## The task
Write out everything from the line containing "Where can you spot the metal spoon?" down to the end of the entries, requests included, and multiply every coordinate in the answers by 2.6, rounding to whole numbers with halves rounded up. Leave the pictures out of your answer.

## Named-object pointing entries
+--
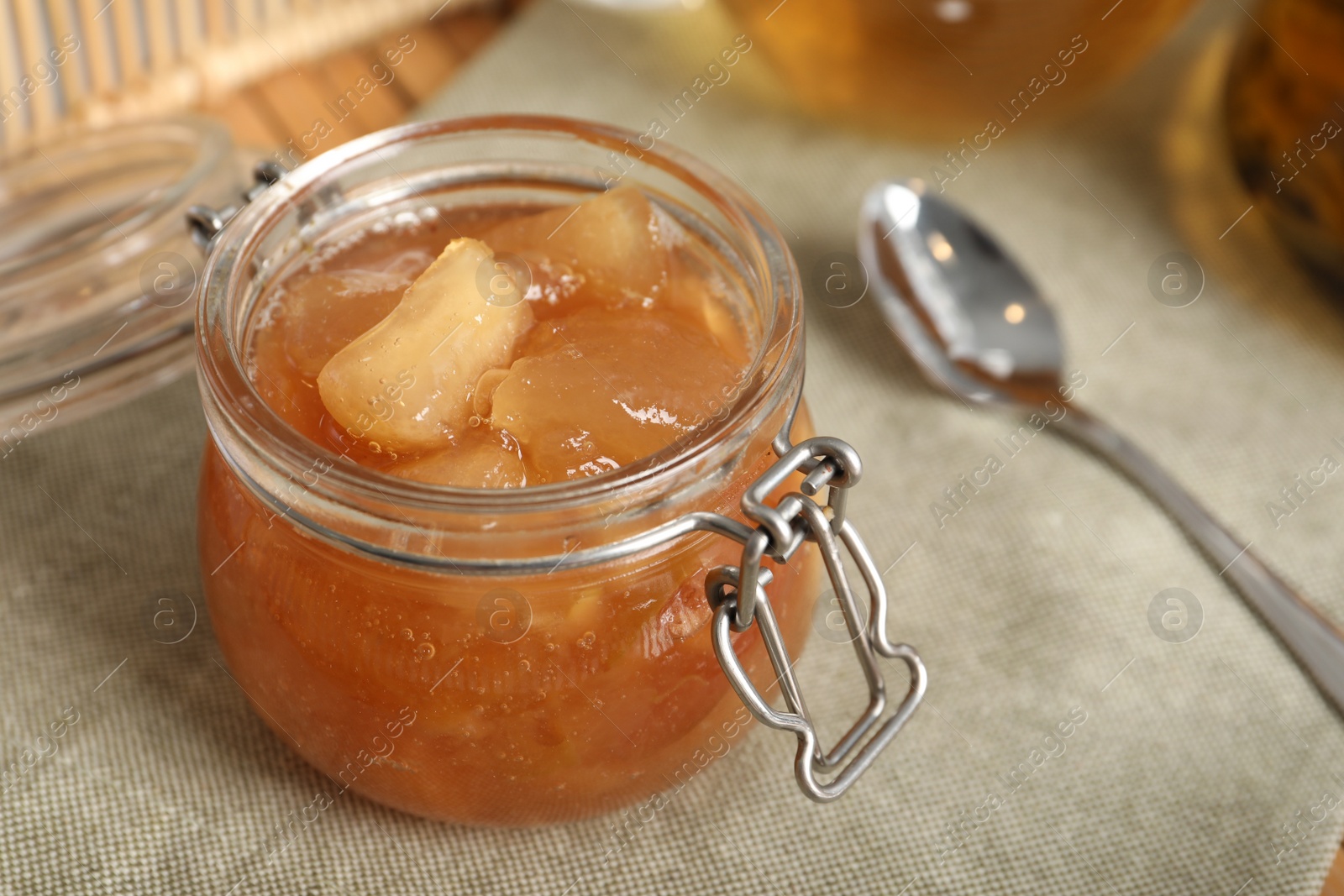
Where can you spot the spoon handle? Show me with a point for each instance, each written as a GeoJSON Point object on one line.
{"type": "Point", "coordinates": [1310, 637]}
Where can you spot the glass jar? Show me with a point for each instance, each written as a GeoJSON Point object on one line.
{"type": "Point", "coordinates": [508, 656]}
{"type": "Point", "coordinates": [952, 69]}
{"type": "Point", "coordinates": [97, 275]}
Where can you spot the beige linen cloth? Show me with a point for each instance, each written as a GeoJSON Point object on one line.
{"type": "Point", "coordinates": [1186, 763]}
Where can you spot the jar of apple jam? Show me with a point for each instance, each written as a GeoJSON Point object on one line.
{"type": "Point", "coordinates": [507, 512]}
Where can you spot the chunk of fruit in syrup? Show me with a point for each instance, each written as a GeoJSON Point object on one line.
{"type": "Point", "coordinates": [323, 313]}
{"type": "Point", "coordinates": [600, 390]}
{"type": "Point", "coordinates": [407, 382]}
{"type": "Point", "coordinates": [617, 244]}
{"type": "Point", "coordinates": [479, 459]}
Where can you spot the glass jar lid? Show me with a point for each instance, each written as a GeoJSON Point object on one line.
{"type": "Point", "coordinates": [97, 269]}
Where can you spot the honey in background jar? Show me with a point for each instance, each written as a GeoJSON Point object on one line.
{"type": "Point", "coordinates": [947, 67]}
{"type": "Point", "coordinates": [1285, 121]}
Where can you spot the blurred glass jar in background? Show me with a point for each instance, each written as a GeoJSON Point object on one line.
{"type": "Point", "coordinates": [947, 67]}
{"type": "Point", "coordinates": [1285, 120]}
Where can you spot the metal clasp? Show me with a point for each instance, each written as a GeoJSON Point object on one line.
{"type": "Point", "coordinates": [206, 222]}
{"type": "Point", "coordinates": [739, 600]}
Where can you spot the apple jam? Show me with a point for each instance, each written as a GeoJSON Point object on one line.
{"type": "Point", "coordinates": [477, 351]}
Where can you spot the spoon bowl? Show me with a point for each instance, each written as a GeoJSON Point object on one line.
{"type": "Point", "coordinates": [980, 329]}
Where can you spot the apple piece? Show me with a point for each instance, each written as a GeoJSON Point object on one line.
{"type": "Point", "coordinates": [407, 383]}
{"type": "Point", "coordinates": [595, 391]}
{"type": "Point", "coordinates": [490, 461]}
{"type": "Point", "coordinates": [616, 244]}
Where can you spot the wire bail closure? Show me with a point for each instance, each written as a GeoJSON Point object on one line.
{"type": "Point", "coordinates": [205, 223]}
{"type": "Point", "coordinates": [738, 598]}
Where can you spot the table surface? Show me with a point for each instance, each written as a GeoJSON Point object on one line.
{"type": "Point", "coordinates": [282, 107]}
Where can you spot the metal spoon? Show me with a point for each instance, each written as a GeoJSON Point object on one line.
{"type": "Point", "coordinates": [980, 329]}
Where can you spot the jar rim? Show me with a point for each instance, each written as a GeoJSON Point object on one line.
{"type": "Point", "coordinates": [234, 403]}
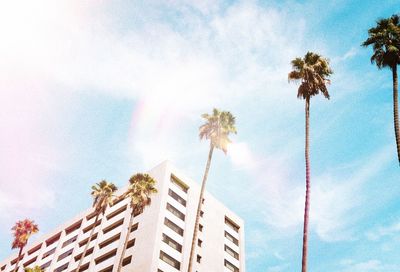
+--
## Solution to the exercise
Where can you spot the metal spoon? Show me with a point for each instance, each written as a GeoJSON Point object on one line.
{"type": "Point", "coordinates": [2548, 855]}
Where can you spot the jar rim? Show me with a point for each instance, each written as a GeoJSON Point object on one line.
{"type": "Point", "coordinates": [608, 1048]}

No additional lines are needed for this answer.